» **What is being asked**:
Extract each line of the listing below that contains the word "globe", treating uppercase and lowercase as different.
************
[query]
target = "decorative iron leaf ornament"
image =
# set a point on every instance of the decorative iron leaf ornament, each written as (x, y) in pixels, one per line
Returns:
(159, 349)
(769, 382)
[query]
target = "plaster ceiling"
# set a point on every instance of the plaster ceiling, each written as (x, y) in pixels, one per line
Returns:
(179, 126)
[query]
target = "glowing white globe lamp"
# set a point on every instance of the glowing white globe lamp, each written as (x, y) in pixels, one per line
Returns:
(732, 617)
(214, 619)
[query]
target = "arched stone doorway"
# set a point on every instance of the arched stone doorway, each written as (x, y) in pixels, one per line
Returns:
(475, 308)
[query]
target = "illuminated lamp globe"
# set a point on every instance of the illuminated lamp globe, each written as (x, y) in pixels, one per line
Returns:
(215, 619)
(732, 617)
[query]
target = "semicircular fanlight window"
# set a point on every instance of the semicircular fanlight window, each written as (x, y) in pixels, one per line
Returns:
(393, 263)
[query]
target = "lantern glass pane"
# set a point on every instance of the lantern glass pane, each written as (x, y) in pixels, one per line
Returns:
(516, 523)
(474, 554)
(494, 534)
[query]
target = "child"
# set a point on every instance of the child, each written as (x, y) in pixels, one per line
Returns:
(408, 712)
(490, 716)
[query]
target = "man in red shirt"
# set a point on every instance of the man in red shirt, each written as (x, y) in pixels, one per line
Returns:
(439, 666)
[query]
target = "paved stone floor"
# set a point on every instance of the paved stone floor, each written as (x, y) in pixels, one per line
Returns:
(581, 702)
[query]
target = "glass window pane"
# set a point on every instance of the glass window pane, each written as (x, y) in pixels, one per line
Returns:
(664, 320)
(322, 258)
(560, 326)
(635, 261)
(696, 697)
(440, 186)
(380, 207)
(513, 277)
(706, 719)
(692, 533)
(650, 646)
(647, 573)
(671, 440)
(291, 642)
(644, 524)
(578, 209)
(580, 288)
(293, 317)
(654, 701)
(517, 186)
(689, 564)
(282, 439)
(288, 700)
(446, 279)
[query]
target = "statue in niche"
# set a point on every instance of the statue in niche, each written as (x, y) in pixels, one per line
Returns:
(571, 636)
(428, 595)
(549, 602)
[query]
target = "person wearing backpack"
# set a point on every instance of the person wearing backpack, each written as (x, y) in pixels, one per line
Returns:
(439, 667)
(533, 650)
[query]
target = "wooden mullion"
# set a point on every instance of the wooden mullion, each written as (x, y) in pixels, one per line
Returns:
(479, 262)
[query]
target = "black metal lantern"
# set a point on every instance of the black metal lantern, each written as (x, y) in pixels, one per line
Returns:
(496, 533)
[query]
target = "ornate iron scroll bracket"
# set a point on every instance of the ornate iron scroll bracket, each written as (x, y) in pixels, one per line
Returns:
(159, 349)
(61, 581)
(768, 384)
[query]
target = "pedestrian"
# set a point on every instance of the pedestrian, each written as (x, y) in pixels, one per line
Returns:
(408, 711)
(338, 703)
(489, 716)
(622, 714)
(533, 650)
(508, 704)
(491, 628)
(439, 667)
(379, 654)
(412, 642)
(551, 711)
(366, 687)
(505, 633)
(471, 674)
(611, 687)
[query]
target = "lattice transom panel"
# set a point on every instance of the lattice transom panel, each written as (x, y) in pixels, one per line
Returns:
************
» **Complete output**:
target = "glowing white globe lamp"
# set a point on every instance of the glowing white globe lamp, each written as (x, y) in pixels, one per line
target = "illuminated lamp globe"
# set a point on every instance of the illuminated lamp globe, each written as (x, y) in pixels, one per line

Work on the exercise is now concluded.